**Task description**.
Would you retype, word for word, the line with "of the black" and every line after it through the end of the records below?
— start Recorded data —
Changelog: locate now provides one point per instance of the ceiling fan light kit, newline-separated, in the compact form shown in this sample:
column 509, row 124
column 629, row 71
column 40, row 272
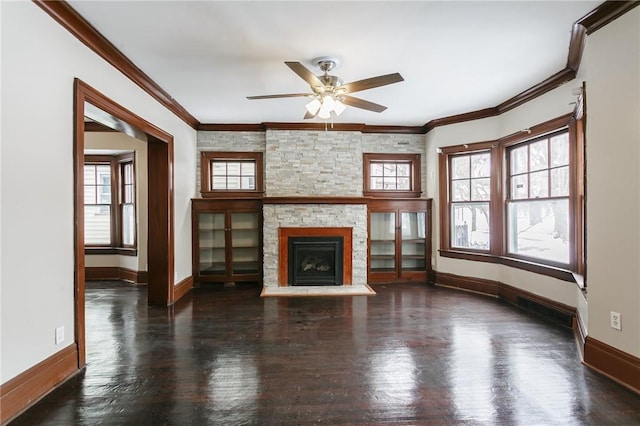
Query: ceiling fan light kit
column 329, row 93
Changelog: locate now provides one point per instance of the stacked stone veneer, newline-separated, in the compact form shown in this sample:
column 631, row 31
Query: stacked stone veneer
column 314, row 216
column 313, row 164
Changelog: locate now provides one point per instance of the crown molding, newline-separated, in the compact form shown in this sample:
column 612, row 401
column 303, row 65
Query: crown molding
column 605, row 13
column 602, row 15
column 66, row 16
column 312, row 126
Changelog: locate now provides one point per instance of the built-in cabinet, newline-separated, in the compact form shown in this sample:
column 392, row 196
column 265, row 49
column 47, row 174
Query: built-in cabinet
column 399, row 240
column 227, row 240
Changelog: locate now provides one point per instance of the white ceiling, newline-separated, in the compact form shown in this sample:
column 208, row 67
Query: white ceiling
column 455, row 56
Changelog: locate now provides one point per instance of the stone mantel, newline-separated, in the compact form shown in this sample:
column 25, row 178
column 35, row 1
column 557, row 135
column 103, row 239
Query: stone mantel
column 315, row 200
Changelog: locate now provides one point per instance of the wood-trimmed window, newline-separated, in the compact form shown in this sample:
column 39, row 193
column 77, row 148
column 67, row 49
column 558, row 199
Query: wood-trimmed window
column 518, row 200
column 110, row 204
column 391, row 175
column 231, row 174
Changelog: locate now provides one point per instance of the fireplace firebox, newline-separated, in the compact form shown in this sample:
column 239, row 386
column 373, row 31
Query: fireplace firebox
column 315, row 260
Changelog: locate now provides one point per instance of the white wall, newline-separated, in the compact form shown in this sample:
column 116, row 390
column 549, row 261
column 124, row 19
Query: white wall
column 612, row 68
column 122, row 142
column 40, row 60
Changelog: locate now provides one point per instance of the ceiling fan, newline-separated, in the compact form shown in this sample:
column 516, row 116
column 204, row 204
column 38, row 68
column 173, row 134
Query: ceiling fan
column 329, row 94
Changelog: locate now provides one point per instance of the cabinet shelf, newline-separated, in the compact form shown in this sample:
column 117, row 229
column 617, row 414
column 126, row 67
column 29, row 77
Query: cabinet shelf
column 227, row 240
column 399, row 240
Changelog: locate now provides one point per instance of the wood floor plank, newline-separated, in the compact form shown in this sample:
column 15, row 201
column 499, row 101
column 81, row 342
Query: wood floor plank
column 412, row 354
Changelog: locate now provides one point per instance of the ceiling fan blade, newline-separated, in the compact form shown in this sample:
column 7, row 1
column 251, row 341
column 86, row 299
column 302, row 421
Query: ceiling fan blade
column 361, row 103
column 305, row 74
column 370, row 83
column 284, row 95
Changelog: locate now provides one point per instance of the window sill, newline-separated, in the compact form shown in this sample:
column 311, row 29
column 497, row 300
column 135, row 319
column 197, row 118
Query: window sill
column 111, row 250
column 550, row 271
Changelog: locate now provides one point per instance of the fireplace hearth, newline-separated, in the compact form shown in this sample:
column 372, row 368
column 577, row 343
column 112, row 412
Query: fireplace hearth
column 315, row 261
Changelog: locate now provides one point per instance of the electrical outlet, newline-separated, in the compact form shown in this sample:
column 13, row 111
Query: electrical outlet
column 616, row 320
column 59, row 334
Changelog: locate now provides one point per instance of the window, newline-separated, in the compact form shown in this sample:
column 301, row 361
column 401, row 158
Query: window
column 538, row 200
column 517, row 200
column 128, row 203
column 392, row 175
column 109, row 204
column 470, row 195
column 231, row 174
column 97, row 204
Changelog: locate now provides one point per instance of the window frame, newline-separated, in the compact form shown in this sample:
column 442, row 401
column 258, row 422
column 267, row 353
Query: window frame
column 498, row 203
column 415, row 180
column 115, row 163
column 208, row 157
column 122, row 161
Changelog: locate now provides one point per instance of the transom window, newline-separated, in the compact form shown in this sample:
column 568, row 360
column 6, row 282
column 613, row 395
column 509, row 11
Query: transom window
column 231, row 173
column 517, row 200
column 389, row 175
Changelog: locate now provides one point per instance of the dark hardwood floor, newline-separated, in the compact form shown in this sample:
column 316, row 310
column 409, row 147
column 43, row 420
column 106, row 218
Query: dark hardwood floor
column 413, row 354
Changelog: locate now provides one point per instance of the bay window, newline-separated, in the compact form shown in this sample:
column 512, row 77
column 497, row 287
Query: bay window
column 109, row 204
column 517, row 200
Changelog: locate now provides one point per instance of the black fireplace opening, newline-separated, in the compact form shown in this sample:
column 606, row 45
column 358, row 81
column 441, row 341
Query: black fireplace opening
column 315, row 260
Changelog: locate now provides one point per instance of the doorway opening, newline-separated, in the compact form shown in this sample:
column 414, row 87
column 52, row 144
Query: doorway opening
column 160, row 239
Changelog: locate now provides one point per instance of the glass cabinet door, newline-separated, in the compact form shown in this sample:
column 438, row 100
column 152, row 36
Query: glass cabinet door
— end Recorded data —
**Full output**.
Changelog: locate now provides one point per instance of the black fireplace opening, newline-separated, in the compact form shown in this sample:
column 606, row 45
column 358, row 81
column 441, row 341
Query: black fireplace opening
column 315, row 260
Changelog: locate now provides one point per instance of the doorway opening, newline-separated, in the compact form shown in this sample:
column 414, row 87
column 52, row 144
Query: doorway opening
column 160, row 239
Changelog: locate now provides one point per instance of the glass cabinet door, newline-separated, in the compact form shown in this sample:
column 438, row 100
column 152, row 36
Query: glass cabinet door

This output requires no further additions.